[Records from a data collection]
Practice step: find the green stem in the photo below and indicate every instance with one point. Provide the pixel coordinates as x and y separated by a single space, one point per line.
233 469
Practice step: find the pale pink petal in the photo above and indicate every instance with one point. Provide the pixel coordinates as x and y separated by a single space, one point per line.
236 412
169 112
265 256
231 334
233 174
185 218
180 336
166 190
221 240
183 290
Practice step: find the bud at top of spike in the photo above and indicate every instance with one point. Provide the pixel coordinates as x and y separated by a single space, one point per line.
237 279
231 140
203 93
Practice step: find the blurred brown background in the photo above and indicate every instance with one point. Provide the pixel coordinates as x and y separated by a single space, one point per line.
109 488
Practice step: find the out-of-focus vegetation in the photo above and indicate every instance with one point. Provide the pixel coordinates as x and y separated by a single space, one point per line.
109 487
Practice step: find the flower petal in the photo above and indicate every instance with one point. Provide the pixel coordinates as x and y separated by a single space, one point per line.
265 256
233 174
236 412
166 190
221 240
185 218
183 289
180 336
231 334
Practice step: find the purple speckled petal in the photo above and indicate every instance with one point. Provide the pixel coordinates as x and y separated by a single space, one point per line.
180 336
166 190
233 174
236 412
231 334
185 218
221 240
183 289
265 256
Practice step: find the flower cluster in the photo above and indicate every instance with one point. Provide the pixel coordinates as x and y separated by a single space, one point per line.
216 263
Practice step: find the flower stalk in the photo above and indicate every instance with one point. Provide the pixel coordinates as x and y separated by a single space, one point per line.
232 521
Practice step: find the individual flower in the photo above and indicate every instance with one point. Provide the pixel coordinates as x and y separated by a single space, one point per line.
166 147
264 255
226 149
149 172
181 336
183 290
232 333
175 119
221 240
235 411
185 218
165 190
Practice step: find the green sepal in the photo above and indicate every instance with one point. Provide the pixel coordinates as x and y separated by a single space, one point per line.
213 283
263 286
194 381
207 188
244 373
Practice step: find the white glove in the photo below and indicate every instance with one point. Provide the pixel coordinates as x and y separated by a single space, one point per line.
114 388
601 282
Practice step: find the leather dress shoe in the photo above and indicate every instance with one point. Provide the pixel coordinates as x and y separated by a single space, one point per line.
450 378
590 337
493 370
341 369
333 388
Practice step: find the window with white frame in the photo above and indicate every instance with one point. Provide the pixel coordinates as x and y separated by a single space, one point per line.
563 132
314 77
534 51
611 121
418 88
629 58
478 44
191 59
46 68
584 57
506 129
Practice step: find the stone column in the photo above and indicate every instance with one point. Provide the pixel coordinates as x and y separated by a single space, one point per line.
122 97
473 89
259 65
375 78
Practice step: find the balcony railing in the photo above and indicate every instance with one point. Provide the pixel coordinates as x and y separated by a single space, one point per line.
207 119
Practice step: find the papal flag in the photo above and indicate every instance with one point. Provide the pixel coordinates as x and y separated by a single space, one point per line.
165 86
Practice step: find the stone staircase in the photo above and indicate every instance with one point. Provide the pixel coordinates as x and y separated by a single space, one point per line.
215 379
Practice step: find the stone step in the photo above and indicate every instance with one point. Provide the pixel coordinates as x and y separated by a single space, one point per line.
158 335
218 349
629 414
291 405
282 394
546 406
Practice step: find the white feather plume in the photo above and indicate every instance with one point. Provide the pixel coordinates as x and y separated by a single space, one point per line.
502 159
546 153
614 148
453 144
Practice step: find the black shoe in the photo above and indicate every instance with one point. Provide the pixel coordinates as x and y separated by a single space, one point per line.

WHAT IS BEING ASKED ▸ The entries above must be returned exactly.

RESULT ▸
Practice step: find the green stem in the photo below and indicate every instance with one point. Provide the pixel coordinates as x and y separated by a single space, one point per line.
233 469
Practice step: find the pale pink petal in the photo above and indicate every instance with one point. Provide the pixel coordinates as x and y separated by a single space, one point per line.
236 412
169 112
265 256
231 334
233 174
185 218
180 336
166 190
221 240
183 290
Practice step: find the bud at top of spike in the photo above and indicate every instance with one point. Provide the pixel coordinates as x and y separated by a single space, one point per line.
237 279
231 140
203 93
Practice step: find the blurred brown background in the photo above and indicate every instance with one point. Provide the pixel coordinates as x and y separated by a single space, one point per line.
109 488
Practice step: find the out-of-focus vegetation in the photo above and indicate every instance with one point. Provide the pixel coordinates as x and y separated by a single space, one point per line.
109 487
Practice step: find the flower petal in the photo above and indicate every instance with one point. Provide the pixel coordinates as x and y separated by a single space, one point per line.
265 256
233 174
236 412
166 190
221 240
185 218
183 289
180 336
231 334
Practice step: find the purple speckled petal in the photo above and indicate every instance with one point. Provide the pixel coordinates as x and y separated by a single space, one point per line.
180 336
166 190
233 174
236 412
231 334
185 218
221 240
183 289
265 256
Practice step: find the flower cluster in the photo above and indicate every instance with one point. Provide the pixel coordinates as x and y separated by a single space, one point per line.
216 263
Practice step: find the flower stalk in the photo above and indicate every instance with one point. Provide the pixel coordinates as x and y separated by a single space, one point per line.
232 521
Practice step: find the individual flower in the photo above and indicate every instance with one point. Provide the pixel coordinates as x and y separated by a single space, one point per line.
166 147
264 255
226 149
149 172
181 336
183 290
232 333
175 119
221 240
235 411
185 218
165 190
Practice step: find the green sepal in the photo above and indicate every instance with one point. Provide the pixel coordinates as x and y separated by a single space, one point per line.
213 283
263 286
194 381
207 188
244 373
Practice step: find the white glove in the photo below and indicate every instance with one point. Provide the pixel coordinates as x and y separated by a single space, one point per line.
114 388
601 282
Practice step: find the leather dress shoe in the photo above and indicate every instance with one point. Provide the pixel coordinates as x and y separated by a single space, one point per line.
450 378
590 337
493 370
341 369
333 388
Practice step: find the window with white frame in the photo above and indicate every instance with one point. Provide the pixel coordinates as x and y separated by a single space, one point per line.
563 132
314 77
534 51
611 121
418 88
629 58
478 44
191 59
46 68
584 57
506 129
Practice step: find the stone column in the photo above and indicate every instance with one point. Provide the pixel coordinates as x and y separated by a single space, one point per line.
122 97
473 89
259 65
375 78
Practice step: find the balcony railing in the photo above and indicate every instance with one point. Provide the pixel coordinates as x and y separated by a single space, one point per line.
207 119
Practice step: find the papal flag in the photo above and indicate every instance with one point. Provide the pixel coordinates as x and y separated by a single space, one point per line.
165 86
Practice step: find the stone staircase in the photo above and indicate every instance with one point. Provide the pixel coordinates as x and y separated by a single space, one point per line.
215 379
Practice step: find the stone step in the photo above and indicate every instance with one point. Provide the pixel coordinates as x and y separated by a single space, one point per line.
158 335
218 349
629 414
291 405
282 394
546 406
Practice step: find the white feather plume in the photo above and indicate every instance with one point. Provide the pixel coordinates as x and y separated by a single space, one point per line.
502 159
546 153
614 148
453 144
Practice step: find the black shoe in the photo above and indicate every instance with one point. Provide the pixel coordinates as x and y separated by a single space, one point per line.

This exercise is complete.